[Entries from an annotation dataset]
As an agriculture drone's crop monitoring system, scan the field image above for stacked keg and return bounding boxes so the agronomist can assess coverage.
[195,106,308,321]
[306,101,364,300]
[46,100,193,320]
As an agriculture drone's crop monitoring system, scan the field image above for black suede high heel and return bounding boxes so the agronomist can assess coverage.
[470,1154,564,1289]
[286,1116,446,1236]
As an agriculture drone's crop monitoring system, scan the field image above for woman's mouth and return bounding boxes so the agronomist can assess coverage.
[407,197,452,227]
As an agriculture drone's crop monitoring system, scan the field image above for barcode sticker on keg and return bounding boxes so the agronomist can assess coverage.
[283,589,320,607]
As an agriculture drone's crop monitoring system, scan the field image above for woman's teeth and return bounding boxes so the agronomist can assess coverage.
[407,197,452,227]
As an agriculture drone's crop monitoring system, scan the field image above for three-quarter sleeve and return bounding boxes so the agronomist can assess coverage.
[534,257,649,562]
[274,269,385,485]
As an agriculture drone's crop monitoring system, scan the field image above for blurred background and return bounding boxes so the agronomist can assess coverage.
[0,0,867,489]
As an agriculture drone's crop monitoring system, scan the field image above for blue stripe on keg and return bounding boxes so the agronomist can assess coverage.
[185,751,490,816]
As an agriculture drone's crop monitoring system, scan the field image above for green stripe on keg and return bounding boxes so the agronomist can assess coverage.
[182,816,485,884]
---
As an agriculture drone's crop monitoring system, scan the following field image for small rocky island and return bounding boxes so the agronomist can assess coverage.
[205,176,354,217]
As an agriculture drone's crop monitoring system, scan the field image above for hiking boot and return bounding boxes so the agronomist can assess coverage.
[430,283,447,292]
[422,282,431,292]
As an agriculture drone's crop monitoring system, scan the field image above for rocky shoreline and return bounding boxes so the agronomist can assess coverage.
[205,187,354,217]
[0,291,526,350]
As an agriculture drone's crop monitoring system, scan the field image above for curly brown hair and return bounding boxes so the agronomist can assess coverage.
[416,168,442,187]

Exercise brief -
Can you retype the data from the line with "above for barcode" up to and including the line with "[274,269,385,485]", without altering anything?

Solution to this task -
As an agriculture drone's crop monitoring system, scan the field image above for barcode sticker on keg and return bounding boxes so the agronomist can assess coverage.
[283,589,320,607]
As an agriculture drone's crop monitoring system, scan the field image above for woman's teeth and return bounding boxes so the agronomist can assess coverage.
[407,197,452,227]
As an agriculture drone's crop monitoring system, scan the field image above for three-quarter sleeve and return bounding boxes so the agronomist can assess coverage.
[534,257,649,562]
[274,269,385,485]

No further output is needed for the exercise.